Description of the task »
Out of the material that follows, write out exactly the lines from the line with "of the wheel" to the line with "the chrome grille", both ends included, and no others.

Extracted material »
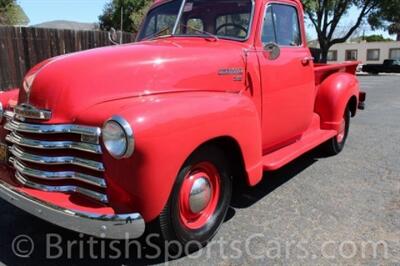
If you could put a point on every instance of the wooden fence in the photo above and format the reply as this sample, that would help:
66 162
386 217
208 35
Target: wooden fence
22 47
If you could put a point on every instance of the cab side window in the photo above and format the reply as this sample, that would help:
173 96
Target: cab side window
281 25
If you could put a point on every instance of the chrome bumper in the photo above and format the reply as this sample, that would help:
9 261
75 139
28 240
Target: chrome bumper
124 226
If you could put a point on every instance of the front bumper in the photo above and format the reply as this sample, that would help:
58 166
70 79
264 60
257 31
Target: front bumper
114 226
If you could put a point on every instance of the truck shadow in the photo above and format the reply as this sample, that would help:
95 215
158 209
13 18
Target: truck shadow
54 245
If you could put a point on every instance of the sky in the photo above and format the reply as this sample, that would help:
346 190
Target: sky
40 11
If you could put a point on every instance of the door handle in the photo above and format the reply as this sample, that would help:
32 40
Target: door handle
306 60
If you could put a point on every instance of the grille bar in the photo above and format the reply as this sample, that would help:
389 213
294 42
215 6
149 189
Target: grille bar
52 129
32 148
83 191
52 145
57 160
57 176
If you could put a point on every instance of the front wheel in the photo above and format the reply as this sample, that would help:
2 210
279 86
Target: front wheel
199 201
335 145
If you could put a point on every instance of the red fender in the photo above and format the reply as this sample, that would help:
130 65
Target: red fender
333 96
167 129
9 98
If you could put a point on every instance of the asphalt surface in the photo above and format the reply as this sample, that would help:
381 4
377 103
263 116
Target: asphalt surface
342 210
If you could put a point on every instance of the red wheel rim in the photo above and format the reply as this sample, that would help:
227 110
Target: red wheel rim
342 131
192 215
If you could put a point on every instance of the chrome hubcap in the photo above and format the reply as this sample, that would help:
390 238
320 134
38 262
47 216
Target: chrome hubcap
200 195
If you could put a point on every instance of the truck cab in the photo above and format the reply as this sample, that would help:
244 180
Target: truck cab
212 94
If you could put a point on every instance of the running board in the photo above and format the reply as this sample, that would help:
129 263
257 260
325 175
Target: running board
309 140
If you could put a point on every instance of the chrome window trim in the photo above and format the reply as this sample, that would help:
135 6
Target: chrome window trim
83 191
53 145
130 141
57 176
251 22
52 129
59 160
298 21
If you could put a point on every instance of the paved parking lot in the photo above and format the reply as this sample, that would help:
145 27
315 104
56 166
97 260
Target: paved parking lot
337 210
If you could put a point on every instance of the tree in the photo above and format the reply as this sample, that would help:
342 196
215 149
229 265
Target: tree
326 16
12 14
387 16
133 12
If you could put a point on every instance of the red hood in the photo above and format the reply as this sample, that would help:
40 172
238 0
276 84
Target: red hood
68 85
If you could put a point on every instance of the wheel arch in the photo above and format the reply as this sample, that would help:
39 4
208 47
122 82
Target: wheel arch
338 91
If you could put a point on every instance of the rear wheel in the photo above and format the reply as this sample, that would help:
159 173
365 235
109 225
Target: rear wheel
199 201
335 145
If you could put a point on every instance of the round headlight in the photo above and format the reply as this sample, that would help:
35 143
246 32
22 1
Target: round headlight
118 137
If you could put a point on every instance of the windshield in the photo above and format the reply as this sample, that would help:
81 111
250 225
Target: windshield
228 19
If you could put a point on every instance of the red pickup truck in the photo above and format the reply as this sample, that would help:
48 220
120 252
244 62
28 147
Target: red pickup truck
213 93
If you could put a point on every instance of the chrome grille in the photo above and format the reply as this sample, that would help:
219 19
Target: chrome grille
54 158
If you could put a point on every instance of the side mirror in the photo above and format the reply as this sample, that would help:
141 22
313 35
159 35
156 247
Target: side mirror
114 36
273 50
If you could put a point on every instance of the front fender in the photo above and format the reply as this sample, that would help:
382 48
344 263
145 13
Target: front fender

Task response »
If you could put a point on every instance of the wheel arch in the photo above and format the reply as this sample, that would help:
39 4
208 47
122 82
Target: wheel arch
338 91
If you could put a point on every instance of the rear wheel in the photo above and format the reply as this sample, that would help:
159 173
365 235
109 225
Target: rear wheel
199 201
335 145
If you could put a point on every instance of the round headlight in the photo above and format the reply as this sample, that would help:
35 143
246 32
22 1
Target: round headlight
118 137
If you could put a point on every instance of the windshield in the photo above and format the reply as this sample, that would help:
81 111
250 225
Target: windshield
228 19
If you could put a point on every instance of the red pickup truck in the photo above and format the reply as this sample, that would help:
48 220
120 252
244 62
28 147
Target: red pickup truck
213 93
If you could put a point on every instance of the chrome grille in the photo above and format the reply as this sample, that would help:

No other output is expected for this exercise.